### GIVEN RECORDS
--------------------------------
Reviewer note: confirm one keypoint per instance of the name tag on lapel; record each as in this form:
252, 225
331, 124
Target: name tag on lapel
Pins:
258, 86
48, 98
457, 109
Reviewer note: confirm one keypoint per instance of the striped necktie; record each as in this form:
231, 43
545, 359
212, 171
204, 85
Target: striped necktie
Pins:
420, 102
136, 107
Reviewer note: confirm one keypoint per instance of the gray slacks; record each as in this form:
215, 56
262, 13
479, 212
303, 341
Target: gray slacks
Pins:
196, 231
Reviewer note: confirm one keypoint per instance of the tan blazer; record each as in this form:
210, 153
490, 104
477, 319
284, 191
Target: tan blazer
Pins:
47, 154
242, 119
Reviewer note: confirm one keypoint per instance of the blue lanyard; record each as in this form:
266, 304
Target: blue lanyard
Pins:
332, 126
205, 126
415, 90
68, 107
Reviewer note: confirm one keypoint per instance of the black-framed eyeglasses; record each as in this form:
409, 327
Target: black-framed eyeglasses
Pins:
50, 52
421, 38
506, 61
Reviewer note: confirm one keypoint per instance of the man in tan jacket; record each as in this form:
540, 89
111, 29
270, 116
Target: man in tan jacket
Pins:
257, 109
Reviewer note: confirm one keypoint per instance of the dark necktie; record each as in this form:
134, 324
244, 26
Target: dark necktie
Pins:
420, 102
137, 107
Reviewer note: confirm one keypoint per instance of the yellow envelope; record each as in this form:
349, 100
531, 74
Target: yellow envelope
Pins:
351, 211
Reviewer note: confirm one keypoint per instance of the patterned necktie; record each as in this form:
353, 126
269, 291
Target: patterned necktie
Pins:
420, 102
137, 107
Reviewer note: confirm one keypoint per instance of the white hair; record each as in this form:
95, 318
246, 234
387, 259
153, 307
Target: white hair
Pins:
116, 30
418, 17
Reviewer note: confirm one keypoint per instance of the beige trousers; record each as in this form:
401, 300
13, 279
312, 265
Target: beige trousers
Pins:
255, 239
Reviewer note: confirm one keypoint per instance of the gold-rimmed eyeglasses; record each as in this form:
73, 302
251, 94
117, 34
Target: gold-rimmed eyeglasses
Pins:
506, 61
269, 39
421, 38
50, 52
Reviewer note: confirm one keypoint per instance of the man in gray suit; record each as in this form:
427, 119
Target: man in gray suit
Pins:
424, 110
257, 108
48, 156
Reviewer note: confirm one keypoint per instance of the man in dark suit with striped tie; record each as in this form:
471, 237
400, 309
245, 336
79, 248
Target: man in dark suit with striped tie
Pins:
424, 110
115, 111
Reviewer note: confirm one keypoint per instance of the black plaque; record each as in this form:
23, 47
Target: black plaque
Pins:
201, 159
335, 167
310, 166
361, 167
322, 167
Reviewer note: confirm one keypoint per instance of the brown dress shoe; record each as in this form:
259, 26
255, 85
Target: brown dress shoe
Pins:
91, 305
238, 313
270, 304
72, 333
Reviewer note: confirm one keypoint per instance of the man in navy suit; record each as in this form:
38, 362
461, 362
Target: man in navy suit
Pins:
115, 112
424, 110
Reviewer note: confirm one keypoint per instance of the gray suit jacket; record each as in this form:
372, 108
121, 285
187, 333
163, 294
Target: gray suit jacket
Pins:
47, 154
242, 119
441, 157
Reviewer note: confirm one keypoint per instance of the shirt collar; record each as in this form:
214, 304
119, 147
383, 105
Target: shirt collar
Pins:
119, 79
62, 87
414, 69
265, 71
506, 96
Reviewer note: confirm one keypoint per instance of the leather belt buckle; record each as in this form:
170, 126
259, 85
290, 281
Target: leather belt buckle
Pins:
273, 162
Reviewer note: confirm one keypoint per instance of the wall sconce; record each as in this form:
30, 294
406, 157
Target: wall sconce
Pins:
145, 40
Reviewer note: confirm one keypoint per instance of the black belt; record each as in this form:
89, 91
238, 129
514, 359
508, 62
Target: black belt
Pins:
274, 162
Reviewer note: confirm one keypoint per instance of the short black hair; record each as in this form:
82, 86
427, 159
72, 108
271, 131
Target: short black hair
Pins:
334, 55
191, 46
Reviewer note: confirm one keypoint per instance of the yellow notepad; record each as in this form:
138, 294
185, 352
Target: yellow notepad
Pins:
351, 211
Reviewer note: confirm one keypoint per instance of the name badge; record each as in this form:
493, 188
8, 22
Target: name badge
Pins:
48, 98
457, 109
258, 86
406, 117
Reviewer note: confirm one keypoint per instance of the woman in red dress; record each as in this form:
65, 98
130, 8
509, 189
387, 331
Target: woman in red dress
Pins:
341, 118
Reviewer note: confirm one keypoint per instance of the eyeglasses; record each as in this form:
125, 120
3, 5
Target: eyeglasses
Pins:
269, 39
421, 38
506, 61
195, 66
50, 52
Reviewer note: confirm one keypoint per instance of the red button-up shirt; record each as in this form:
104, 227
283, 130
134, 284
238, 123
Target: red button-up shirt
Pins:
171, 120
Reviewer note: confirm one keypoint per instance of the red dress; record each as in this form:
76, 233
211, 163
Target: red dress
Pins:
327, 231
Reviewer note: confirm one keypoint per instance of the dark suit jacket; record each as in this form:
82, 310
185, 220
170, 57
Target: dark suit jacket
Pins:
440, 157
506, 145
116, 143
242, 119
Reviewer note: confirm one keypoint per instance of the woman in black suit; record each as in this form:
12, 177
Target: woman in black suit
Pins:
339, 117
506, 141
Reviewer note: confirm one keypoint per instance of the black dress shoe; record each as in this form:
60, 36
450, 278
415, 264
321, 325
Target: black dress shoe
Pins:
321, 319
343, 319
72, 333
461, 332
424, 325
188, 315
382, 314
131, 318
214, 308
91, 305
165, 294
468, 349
--------------------------------
### TASK OBJECTIVE
Print out the whole listing exactly as it appears.

### SOLVED EXERCISE
Reviewer note: confirm one keypoint per instance of the name tag on lapel; record each as in this form:
252, 225
331, 124
Target: name tag on lapel
Pins:
258, 86
48, 98
457, 109
Reviewer note: confirm one keypoint per instance of the striped necktie; record each as in this form:
231, 43
545, 359
212, 171
204, 85
Target: striped necktie
Pins:
420, 102
136, 107
Reviewer note: confirm one keypoint per instance of the gray slacks; record each as in this form:
215, 56
262, 13
479, 212
303, 341
Target: gray slacks
Pins:
196, 231
Reviewer note: confirm one keypoint per instance of the tan blazer; record each as in this form:
210, 153
490, 104
477, 319
284, 191
Target: tan blazer
Pins:
47, 154
242, 119
Reviewer note: confirm one keypoint per instance of the blue lanyard; record each as in this form:
266, 304
Target: blue lanyard
Pins:
332, 126
205, 126
415, 90
68, 107
Reviewer note: confirm one keypoint per instance of the black-framed eyeglasses; record each as in this form:
409, 327
Target: black-framed eyeglasses
Pins:
50, 52
421, 38
506, 61
Reviewer note: confirm one keypoint per instance of the man in tan jacket; record each as in this form:
540, 89
111, 29
270, 116
Target: man in tan jacket
Pins:
257, 109
Reviewer note: confirm one keypoint per instance of the dark necktie; record each as in this form:
134, 324
244, 26
Target: dark necktie
Pins:
420, 102
137, 107
Reviewer note: confirm one keypoint per instance of the yellow envelope; record each as in this form:
349, 100
531, 74
Target: yellow envelope
Pins:
351, 211
Reviewer note: confirm one keypoint per instance of the patterned necktie; record each as in this form:
353, 126
269, 291
Target: patterned necktie
Pins:
420, 102
137, 107
Reviewer note: confirm one keypoint per instance of the white hair; record each as in this form:
95, 318
246, 234
387, 259
153, 307
Target: white hair
Pins:
116, 30
418, 17
Reviewer note: confirm one keypoint per instance of the beige trousers; record each as in this form:
401, 300
13, 279
312, 265
Target: beige trousers
Pins:
255, 239
Reviewer note: confirm one keypoint per instance of the gold-rimmed eyeglasses; record each as in this form:
73, 302
251, 94
117, 34
Target: gold-rimmed eyeglasses
Pins:
506, 61
269, 39
421, 38
50, 52
Reviewer note: confirm one keypoint per instance of the man in gray suit; record each as in this form:
427, 119
Target: man in gray suit
Pins:
424, 110
257, 108
48, 156
Reviewer note: confirm one keypoint per instance of the man in dark suit with striped tie; record each as in this form:
471, 237
400, 309
245, 336
79, 248
Target: man in dark suit with striped tie
Pins:
424, 110
115, 111
Reviewer note: confirm one keypoint per instance of the black plaque; record each as in this form:
23, 47
Target: black plaque
Pins:
201, 159
335, 167
310, 166
361, 167
322, 167
Reviewer note: confirm one keypoint per instance of the brown dress shoe; record each as in this form:
259, 26
255, 85
Target: brown dress shoe
Pins:
91, 305
238, 313
270, 304
72, 333
Reviewer note: confirm one keypoint per instance of the man in navy suit; record each as in this form:
38, 362
461, 362
Target: man in navy suit
Pins:
115, 112
424, 110
Reviewer note: confirm one keypoint per instance of the gray suit jacket; record each as in this form:
372, 108
121, 285
187, 333
163, 294
Target: gray suit jacket
Pins:
47, 154
242, 119
441, 157
Reviewer note: confirm one keypoint per instance of the shirt collar; record each as in this form:
214, 304
119, 147
383, 105
Target: shirt collar
Pins:
119, 79
62, 87
414, 69
265, 71
506, 96
Reviewer note: confirm one keypoint per instance of the leather belt buckle; record each as in this form:
170, 126
259, 85
290, 281
Target: leather belt buckle
Pins:
273, 162
Reviewer note: confirm one keypoint per instance of the wall sconce; record each as in this form:
30, 294
406, 157
Target: wall sconce
Pins:
145, 40
Reviewer note: confirm one keypoint per instance of the black belt; record each as in this form:
89, 91
238, 129
514, 359
508, 62
Target: black belt
Pins:
274, 162
Reviewer note: confirm one keypoint per instance of the short black hair; record each as in this form:
82, 86
427, 159
72, 108
271, 131
Target: short black hair
Pins:
334, 55
191, 46
Reviewer note: confirm one keypoint per instance of the yellow notepad; record each as in this form:
138, 294
185, 352
Target: yellow notepad
Pins:
351, 211
Reviewer note: confirm one keypoint per instance of the name badge; record each as in this form:
493, 188
8, 22
Target: name badge
Pins:
48, 98
457, 109
258, 86
406, 117
Reviewer note: confirm one keypoint per instance of the woman in red dress; record each as in this form:
65, 98
130, 8
509, 189
387, 331
Target: woman in red dress
Pins:
341, 118
Reviewer note: confirm one keypoint per instance of the eyeglasses; record each as in this form:
125, 120
3, 5
Target: eyeglasses
Pins:
269, 39
421, 38
506, 61
195, 66
50, 52
Reviewer note: confirm one keypoint per instance of the red button-up shirt; record each as in this form:
104, 227
283, 130
134, 284
238, 123
Target: red button-up shirt
Pins:
171, 120
Reviewer note: confirm one keypoint per instance of the red dress; record each as in this form:
76, 233
211, 163
Target: red dress
Pins:
327, 231
Reviewer note: confirm one keypoint per instance of the dark suit jacket; record each as in this form:
82, 310
185, 220
170, 57
Target: dark suit jacket
Pins:
440, 157
506, 145
116, 143
242, 119
Reviewer note: confirm one keypoint per instance of the woman in black suit; record each as in this form:
12, 177
Target: woman in black suit
Pins:
339, 117
506, 141
Reviewer note: confirm one keypoint per instance of the black dress shoe; record each as in this form:
60, 36
450, 278
415, 264
321, 325
Target: black dress shoe
Pins:
321, 319
343, 319
72, 333
461, 332
424, 325
188, 315
382, 314
131, 318
214, 308
91, 305
165, 294
468, 349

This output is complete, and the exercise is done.